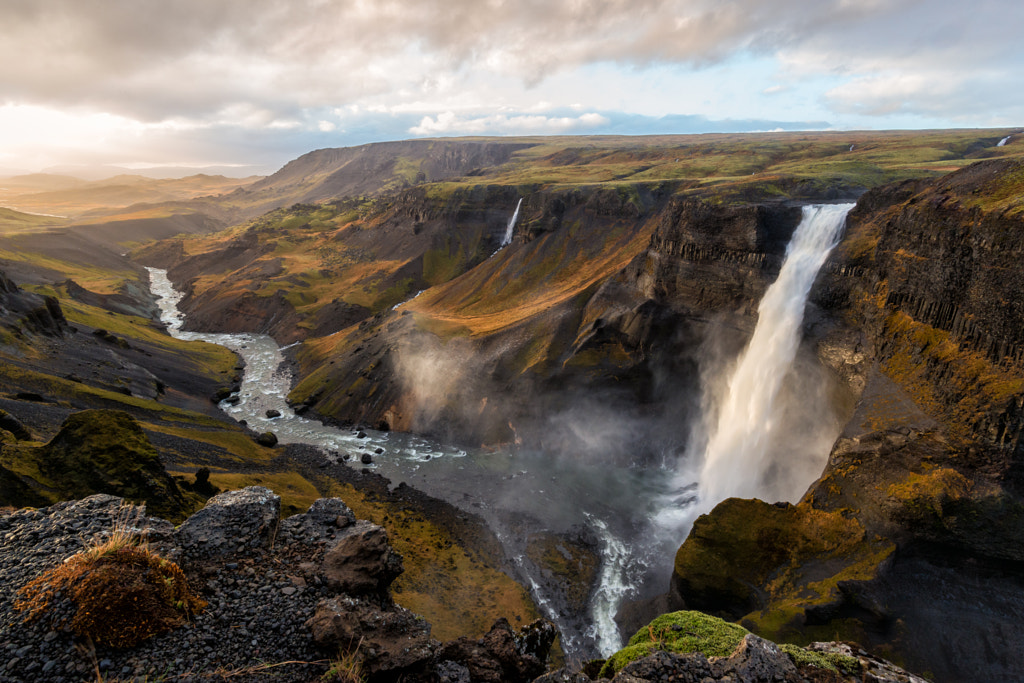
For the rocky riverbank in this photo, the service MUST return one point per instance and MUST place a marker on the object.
(308, 598)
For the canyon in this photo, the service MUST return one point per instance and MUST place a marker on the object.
(632, 278)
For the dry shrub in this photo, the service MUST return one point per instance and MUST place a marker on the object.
(122, 592)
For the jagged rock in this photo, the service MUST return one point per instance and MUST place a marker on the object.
(688, 668)
(563, 676)
(361, 561)
(233, 521)
(755, 660)
(9, 423)
(877, 670)
(108, 452)
(268, 439)
(202, 483)
(325, 517)
(390, 641)
(453, 672)
(504, 655)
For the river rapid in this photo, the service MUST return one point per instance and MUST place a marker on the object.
(751, 442)
(611, 505)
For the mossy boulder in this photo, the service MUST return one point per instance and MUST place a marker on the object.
(101, 452)
(17, 494)
(680, 632)
(774, 564)
(688, 632)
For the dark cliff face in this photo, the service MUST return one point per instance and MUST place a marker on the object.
(926, 290)
(26, 312)
(627, 280)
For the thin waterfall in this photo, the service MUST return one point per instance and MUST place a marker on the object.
(511, 226)
(737, 458)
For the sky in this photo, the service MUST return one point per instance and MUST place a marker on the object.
(247, 85)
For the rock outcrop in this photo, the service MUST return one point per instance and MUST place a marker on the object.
(95, 451)
(693, 647)
(284, 595)
(28, 312)
(925, 482)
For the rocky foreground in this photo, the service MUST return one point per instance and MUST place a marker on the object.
(303, 598)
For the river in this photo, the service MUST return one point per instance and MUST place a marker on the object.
(613, 504)
(638, 515)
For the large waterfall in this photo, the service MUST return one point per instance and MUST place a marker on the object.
(737, 459)
(510, 228)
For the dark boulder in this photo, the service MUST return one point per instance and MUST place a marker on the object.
(233, 521)
(387, 642)
(9, 423)
(361, 561)
(268, 439)
(504, 655)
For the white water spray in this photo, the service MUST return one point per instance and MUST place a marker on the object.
(511, 226)
(737, 459)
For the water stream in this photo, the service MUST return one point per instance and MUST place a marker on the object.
(625, 508)
(739, 458)
(613, 502)
(510, 229)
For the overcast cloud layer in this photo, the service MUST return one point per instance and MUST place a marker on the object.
(261, 81)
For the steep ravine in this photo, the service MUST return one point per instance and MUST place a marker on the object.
(915, 314)
(910, 540)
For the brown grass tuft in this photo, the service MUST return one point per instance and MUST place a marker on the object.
(122, 592)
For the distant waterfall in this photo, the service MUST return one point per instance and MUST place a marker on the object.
(737, 459)
(511, 226)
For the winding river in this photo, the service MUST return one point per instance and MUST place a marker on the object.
(614, 505)
(637, 516)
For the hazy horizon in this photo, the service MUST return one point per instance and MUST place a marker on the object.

*****

> **TASK TO COMPLETE**:
All entries, top to bottom, should be retyped exactly; the pictures should not be.

> **EXERCISE RESPONSE**:
For the rocky riverbank in this photo, the service MUST return one point per instance and MUST place a marker on the object.
(308, 598)
For the canyon in this photo, the service MUST return one point per instance and MUST place a marker on the object.
(632, 278)
For the dry shrub in this photo, the service MUST return one point per instance and MUST place a marker on the object.
(122, 592)
For the jagged rock in this photo, the service MUST return one point per instance and MUST place a marker on the object.
(688, 668)
(563, 676)
(361, 561)
(233, 521)
(755, 660)
(9, 423)
(877, 670)
(108, 452)
(268, 439)
(202, 483)
(325, 517)
(390, 641)
(453, 672)
(504, 655)
For the river rapid in this photo, the service MUST return one point per instance and MUST place a marker on the object.
(751, 442)
(611, 505)
For the mossy boulder in this photo, the service MUST return one point per instance and MUST place a marker on the object.
(101, 452)
(17, 494)
(680, 632)
(774, 564)
(688, 632)
For the dark cliff face in this photo, the service MUST return one point per instance and MUST place a marker on the object.
(926, 290)
(26, 312)
(627, 280)
For the thin waterfall in this photo, the service MUST return one point per instance and MUST place a marker on the object.
(511, 226)
(737, 458)
For the sky in this photo, the service MUST return one point per instance and MUST place a marker on the object.
(247, 85)
For the rock outcrop in this photo, the service MUST return one point per instance and MUST place a marker on the object.
(95, 451)
(693, 647)
(284, 595)
(28, 312)
(925, 482)
For the rocky foreground in this photo, the service MUST return one point per instance and MUST place a marker on the object.
(303, 598)
For the river in this photo, the service MUST return one point per instance and MUST place a marker on the object.
(613, 504)
(638, 515)
For the large waterfall in this photo, the service MUST return one point per instance and MUST place a marker on the object.
(737, 459)
(510, 228)
For the dark boulder in this photo, the service MUST return one point per instance and MUST place a marker on the object.
(233, 521)
(387, 642)
(9, 423)
(361, 561)
(268, 439)
(504, 655)
For the white water spray in this photo, the service MUST return one point per instance and MUST place a marker on the object.
(511, 226)
(737, 459)
For the water stream in this photo, the service MUST return one point per instance and MUST place a marker on the object.
(625, 508)
(739, 458)
(613, 502)
(510, 229)
For the overcast cloud layer in this photo, the service MUST return one point per instance and MUST place a marker on the object.
(261, 81)
For the steep ravine in this photo, the service MUST return one point per instance and MUST place a marker on the object.
(915, 314)
(910, 540)
For the brown grass tuft in this photo, the service MUST return one point per instance and MUST place a marker on the object.
(122, 592)
For the distant waterfall in this photo, the service MUST return one point per instance and MUST place a marker on the object.
(737, 459)
(511, 226)
For the winding river in this photo, the service MUST return one point per instance and MUST place a marker on the object.
(614, 505)
(637, 516)
For the hazy horizon in this photo, the service MUST return one point per instance and MUST place a marker on the object.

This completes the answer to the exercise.